**Text passage**:
=== Begin Enclosure ===
Wishful Thinking — Paul Murphy

Originally published on Tumblr.

Most people don’t think of engineers as wishful thinkers, but to a large extent, we are.

To paraphrase Martin Geddes, how can anyone consider the Internet fit for purpose when we have no mechanism to guaranty that any part of it will satisfy an unknown demand? Because it works most of the time doesn’t mean it will always work. It most cases, that doesn’t matter. In some, it does. Building software on this infrastructure and expecting it to always work is wishful thinking, and people do it every day.

Expecting an API to always deliver its advertised functionality requires us to double down on that wishful thinking. First, public APIs depend on the Internet. And second, no service behind an API can scale infinitely, no matter how well engineered. At some point it will be unable to fulfill its contract.

Most API operators have no idea at what point their service will fail, since failure can be the result of so many different kinds of stress. API consumers are further in the dark as they have no means of even knowing that potentially fatal stress is building up.
=== End Enclosure ===
**Exercise requirements**:
1) Please print the essay's words starting with "Most people don’t" and going on through "fulfill its contract.".
2) According to the essay, why does expecting an API to always deliver its advertised functionality double down on wishful thinking?
The listing that comes next is from a different source.

**Dataset extract**:
=== Begin Enclosure ===
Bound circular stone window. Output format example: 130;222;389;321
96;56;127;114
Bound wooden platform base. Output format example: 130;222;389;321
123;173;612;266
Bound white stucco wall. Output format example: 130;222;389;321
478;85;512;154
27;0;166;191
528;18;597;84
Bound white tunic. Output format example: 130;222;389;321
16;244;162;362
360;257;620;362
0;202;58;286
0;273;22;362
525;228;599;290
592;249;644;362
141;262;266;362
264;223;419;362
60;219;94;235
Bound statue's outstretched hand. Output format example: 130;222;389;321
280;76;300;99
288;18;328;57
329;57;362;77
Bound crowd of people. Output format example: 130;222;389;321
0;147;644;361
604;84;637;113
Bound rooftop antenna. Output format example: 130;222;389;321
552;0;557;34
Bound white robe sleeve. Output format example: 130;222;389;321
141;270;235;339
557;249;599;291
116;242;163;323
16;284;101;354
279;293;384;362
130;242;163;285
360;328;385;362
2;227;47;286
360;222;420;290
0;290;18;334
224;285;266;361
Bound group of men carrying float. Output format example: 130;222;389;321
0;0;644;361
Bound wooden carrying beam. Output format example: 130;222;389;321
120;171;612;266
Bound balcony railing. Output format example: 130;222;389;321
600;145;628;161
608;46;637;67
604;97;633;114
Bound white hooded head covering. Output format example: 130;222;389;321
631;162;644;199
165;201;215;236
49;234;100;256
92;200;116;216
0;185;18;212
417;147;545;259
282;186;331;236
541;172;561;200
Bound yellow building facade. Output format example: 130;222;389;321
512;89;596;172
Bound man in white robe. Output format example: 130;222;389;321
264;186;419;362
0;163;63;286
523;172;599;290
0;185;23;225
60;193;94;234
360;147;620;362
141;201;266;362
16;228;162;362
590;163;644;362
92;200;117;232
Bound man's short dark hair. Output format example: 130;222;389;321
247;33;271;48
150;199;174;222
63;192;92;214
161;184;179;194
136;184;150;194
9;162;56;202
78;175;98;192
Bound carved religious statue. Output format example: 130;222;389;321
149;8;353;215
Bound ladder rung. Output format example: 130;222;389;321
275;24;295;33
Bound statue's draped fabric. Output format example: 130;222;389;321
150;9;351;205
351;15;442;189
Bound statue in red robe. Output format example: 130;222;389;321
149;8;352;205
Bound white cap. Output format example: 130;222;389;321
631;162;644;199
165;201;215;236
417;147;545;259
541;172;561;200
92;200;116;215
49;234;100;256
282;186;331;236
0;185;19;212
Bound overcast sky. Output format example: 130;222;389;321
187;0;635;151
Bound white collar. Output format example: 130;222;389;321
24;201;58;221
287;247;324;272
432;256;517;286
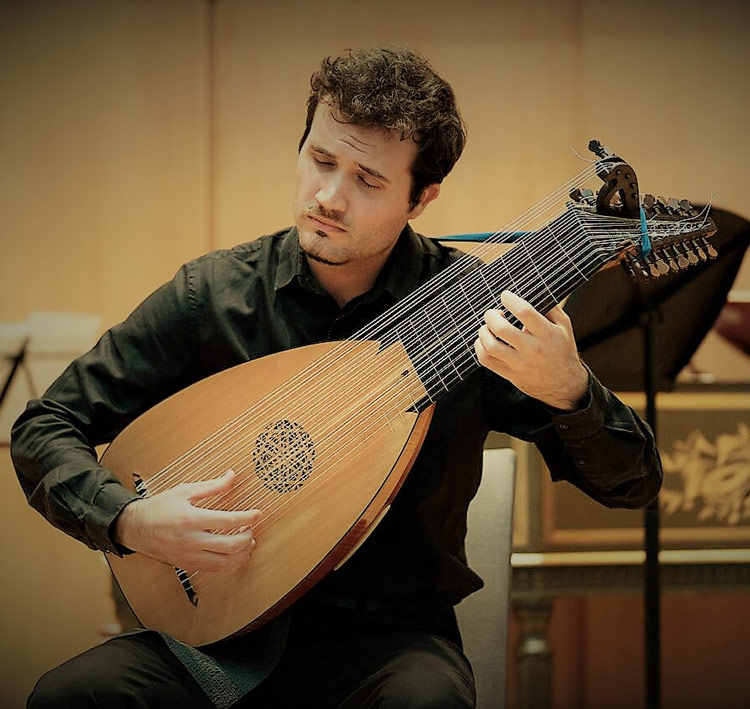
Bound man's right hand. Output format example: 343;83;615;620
114;470;260;571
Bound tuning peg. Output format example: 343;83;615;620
652;248;669;276
664;246;680;273
568;187;594;204
690;237;708;261
698;236;718;259
646;251;661;278
667;197;680;214
654;195;669;214
676;242;698;266
622;252;651;281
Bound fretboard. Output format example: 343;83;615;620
368;213;602;408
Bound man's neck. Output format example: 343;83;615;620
307;252;390;308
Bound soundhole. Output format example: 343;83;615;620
253;419;315;493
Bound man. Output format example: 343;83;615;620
12;48;661;707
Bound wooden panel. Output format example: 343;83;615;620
0;0;213;324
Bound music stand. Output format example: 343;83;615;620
566;207;750;709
=== End Enclosure ===
**Solutions for each task**:
1)
Most people don’t think of engineers as wishful thinkers, but to a large extent, we are.

To paraphrase Martin Geddes, how can anyone consider the Internet fit for purpose when we have no mechanism to guaranty that any part of it will satisfy an unknown demand? Because it works most of the time doesn’t mean it will always work. It most cases, that doesn’t matter. In some, it does. Building software on this infrastructure and expecting it to always work is wishful thinking, and people do it every day.

Expecting an API to always deliver its advertised functionality requires us to double down on that wishful thinking. First, public APIs depend on the Internet. And second, no service behind an API can scale infinitely, no matter how well engineered. At some point it will be unable to fulfill its contract.

2) Public APIs depend on the Internet, which has no mechanism to guarantee it will satisfy an unknown demand. Also, no service behind an API can scale infinitely, so at some point it will be unable to fulfill its contract.